Problem to solve
Reproduce the line that holds "box: [326, 296, 337, 304]" together with all the lines after it up to the end of the entries.

** Data shown follows **

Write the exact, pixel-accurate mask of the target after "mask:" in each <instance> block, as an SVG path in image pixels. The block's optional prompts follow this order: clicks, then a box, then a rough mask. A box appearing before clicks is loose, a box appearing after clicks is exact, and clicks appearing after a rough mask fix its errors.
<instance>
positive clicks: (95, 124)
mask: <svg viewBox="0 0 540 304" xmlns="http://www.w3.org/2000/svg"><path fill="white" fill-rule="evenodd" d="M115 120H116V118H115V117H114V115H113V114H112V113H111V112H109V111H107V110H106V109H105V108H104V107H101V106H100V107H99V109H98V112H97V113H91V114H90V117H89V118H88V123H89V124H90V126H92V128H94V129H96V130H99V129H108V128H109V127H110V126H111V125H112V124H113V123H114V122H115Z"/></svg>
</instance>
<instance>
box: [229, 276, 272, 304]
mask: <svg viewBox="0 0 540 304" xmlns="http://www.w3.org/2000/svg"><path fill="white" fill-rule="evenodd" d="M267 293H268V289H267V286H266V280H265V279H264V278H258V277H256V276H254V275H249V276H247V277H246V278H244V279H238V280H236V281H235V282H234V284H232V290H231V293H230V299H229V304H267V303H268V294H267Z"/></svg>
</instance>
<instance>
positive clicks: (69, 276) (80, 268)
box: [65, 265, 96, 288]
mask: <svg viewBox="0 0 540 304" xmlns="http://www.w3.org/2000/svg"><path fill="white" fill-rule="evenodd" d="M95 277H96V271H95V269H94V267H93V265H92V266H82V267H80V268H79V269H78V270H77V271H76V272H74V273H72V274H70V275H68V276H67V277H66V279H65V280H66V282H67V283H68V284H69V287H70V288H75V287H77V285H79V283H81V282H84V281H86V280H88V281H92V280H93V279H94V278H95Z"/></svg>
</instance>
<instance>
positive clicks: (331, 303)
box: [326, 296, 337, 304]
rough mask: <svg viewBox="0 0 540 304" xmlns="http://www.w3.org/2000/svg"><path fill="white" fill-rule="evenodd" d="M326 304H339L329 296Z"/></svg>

** End of Data shown **

Output below
box: [326, 296, 337, 304]
rough mask: <svg viewBox="0 0 540 304" xmlns="http://www.w3.org/2000/svg"><path fill="white" fill-rule="evenodd" d="M326 304H339L329 296Z"/></svg>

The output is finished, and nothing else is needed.